PROBLEM REQUIREMENTS:
Pull out each line of the items below that contains the word "yellow" and copy it in full. Case counts.

DATASET ROWS:
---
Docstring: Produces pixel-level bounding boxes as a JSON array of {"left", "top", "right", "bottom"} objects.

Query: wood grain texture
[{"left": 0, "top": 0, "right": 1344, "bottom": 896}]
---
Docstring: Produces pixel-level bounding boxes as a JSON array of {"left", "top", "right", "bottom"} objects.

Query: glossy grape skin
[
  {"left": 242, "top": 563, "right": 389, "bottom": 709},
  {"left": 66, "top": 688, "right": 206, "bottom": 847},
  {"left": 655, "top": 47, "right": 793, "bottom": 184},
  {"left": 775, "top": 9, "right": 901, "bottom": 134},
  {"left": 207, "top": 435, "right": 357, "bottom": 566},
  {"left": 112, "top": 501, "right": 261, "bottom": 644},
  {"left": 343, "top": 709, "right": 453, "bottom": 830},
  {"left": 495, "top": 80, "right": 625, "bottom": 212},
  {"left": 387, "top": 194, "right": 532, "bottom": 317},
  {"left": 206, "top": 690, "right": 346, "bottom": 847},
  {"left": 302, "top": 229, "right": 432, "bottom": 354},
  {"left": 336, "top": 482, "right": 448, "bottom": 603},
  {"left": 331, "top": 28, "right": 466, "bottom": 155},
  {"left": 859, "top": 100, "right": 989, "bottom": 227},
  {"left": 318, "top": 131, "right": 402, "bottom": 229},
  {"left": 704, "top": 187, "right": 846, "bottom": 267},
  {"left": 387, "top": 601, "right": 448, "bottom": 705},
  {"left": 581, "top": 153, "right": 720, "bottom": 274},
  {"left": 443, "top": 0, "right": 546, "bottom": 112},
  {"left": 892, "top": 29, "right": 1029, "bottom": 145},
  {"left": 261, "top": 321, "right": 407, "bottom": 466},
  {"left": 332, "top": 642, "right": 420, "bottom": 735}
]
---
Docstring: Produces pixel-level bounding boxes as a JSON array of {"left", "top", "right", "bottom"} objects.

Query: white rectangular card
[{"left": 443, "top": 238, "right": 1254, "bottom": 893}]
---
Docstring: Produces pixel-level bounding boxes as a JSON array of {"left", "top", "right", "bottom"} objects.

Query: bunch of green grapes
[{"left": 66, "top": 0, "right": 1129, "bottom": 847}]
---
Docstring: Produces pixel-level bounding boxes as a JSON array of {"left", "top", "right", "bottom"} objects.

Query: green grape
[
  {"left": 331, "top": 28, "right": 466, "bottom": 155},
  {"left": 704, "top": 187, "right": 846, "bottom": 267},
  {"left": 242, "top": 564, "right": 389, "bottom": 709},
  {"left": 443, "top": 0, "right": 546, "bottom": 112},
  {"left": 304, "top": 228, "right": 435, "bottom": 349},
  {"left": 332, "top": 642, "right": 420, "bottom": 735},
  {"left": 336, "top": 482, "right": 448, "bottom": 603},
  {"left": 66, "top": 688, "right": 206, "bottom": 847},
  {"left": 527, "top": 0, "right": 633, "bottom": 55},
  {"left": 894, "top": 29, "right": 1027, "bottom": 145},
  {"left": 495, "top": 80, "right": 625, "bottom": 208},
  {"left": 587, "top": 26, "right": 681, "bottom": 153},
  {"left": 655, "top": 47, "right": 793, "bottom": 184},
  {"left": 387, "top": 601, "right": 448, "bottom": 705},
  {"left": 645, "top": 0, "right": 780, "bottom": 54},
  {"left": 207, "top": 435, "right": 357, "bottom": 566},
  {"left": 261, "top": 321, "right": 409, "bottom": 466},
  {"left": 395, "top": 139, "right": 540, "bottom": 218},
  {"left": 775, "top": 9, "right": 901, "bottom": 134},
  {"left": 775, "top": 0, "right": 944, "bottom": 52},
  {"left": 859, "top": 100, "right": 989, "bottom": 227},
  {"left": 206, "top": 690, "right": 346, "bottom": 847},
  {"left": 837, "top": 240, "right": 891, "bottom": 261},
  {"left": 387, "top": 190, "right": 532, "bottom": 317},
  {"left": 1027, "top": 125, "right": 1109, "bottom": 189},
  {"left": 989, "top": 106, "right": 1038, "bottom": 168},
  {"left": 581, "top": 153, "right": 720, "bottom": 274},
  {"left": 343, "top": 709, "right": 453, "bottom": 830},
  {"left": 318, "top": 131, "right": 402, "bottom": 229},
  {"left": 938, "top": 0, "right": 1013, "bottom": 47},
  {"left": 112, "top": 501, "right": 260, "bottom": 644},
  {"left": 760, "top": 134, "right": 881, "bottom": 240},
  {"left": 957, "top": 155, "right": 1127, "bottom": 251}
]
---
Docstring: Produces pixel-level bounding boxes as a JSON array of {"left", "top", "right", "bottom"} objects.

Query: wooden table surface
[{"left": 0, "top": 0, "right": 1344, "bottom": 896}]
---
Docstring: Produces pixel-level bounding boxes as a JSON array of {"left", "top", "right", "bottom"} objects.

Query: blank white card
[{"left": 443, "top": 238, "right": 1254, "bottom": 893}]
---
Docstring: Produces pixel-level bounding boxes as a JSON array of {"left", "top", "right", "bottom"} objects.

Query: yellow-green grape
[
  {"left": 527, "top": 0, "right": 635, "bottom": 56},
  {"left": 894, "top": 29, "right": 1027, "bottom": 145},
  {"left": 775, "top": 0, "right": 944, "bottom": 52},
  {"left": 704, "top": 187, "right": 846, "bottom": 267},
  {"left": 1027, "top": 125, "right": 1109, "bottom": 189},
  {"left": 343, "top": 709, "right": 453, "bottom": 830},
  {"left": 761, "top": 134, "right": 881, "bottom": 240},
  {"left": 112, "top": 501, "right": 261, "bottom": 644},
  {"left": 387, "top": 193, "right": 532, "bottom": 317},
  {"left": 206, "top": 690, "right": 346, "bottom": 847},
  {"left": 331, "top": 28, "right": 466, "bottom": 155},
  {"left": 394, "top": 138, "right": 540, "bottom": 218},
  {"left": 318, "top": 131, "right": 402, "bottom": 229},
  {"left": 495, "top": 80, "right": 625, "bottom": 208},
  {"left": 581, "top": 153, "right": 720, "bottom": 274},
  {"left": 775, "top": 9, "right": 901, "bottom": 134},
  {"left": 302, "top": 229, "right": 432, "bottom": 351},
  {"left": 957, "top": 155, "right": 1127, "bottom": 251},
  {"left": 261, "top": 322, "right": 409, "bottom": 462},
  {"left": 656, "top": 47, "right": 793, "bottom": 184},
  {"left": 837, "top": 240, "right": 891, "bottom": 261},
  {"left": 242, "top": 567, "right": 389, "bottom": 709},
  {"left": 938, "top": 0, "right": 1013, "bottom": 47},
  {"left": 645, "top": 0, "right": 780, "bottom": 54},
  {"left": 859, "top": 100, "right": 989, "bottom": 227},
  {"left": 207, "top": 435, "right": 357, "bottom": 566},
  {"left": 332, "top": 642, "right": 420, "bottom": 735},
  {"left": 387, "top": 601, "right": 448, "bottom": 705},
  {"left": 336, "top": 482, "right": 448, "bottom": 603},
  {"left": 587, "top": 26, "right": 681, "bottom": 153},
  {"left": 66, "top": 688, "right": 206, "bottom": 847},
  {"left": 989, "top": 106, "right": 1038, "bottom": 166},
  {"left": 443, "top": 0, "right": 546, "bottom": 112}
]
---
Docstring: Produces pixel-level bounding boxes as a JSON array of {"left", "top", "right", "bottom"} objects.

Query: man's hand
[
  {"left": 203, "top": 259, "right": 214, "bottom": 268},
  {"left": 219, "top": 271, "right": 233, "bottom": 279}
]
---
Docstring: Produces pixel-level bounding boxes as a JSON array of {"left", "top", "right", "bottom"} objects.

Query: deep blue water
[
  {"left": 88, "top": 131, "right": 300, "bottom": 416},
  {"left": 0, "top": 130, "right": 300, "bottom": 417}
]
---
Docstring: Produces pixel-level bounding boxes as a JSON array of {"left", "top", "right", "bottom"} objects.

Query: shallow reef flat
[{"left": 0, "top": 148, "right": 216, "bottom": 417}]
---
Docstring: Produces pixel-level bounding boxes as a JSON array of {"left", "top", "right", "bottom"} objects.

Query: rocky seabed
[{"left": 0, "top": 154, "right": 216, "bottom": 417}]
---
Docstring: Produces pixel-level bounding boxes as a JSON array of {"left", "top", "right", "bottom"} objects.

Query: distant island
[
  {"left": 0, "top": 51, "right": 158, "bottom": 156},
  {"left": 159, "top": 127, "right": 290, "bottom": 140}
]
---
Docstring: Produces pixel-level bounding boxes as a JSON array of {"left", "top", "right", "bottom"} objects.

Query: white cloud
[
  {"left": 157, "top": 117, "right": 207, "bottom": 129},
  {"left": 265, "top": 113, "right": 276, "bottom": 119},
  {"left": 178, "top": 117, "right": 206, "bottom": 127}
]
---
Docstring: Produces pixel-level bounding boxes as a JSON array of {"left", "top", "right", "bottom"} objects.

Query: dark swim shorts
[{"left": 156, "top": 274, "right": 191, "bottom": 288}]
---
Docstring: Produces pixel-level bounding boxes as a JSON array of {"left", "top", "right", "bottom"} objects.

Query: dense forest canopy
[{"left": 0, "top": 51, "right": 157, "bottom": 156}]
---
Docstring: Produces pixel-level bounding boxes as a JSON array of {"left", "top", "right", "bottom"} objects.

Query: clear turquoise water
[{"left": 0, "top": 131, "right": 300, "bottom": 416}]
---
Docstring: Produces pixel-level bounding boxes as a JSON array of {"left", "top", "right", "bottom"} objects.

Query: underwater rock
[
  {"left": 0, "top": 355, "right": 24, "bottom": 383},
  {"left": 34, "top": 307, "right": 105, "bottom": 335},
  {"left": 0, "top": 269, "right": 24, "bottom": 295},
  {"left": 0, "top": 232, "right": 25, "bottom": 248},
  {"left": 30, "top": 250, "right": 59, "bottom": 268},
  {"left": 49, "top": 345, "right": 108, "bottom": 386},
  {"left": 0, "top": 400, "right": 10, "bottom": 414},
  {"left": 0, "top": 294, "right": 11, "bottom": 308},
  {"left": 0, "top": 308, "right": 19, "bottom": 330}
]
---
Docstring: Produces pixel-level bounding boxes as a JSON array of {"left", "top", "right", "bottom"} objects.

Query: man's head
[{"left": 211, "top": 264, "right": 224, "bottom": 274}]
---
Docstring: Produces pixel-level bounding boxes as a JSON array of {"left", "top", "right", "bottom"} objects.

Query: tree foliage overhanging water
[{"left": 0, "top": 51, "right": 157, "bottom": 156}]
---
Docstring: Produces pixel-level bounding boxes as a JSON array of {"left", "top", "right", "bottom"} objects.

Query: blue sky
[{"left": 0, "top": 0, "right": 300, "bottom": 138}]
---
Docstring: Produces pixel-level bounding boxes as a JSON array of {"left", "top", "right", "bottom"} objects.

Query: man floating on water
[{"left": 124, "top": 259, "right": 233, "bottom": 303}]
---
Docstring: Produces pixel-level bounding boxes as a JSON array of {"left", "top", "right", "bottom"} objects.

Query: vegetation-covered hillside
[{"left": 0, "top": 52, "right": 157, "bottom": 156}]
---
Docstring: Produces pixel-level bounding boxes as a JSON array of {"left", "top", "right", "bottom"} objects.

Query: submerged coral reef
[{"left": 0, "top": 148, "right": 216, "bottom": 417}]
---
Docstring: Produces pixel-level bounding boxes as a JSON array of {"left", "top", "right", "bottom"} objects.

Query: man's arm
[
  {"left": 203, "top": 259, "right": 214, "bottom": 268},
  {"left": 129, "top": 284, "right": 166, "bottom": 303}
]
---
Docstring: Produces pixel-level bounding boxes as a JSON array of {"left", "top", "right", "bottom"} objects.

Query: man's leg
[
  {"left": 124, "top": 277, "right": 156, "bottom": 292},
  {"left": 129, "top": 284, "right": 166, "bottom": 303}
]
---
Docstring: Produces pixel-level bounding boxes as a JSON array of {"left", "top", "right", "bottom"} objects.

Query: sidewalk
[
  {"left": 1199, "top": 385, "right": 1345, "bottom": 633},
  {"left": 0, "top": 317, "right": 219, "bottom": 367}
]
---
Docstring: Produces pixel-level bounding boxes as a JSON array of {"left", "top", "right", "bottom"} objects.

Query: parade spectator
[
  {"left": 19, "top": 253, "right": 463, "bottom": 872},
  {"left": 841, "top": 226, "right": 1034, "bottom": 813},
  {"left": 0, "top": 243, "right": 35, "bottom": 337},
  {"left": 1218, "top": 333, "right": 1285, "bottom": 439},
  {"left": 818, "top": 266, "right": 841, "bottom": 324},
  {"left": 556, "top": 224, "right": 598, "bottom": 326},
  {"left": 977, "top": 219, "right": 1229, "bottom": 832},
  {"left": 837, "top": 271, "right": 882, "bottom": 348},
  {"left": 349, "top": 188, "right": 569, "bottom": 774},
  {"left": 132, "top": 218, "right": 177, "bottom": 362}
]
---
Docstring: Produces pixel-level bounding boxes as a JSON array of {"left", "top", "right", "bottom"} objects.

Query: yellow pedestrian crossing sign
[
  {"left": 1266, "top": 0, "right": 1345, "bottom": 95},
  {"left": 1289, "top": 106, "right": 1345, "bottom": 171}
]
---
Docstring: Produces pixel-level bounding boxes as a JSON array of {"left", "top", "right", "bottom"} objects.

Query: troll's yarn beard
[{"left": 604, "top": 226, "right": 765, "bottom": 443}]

RESPONSE BELOW:
Query: yellow-green grape
Query: yellow pedestrian crossing sign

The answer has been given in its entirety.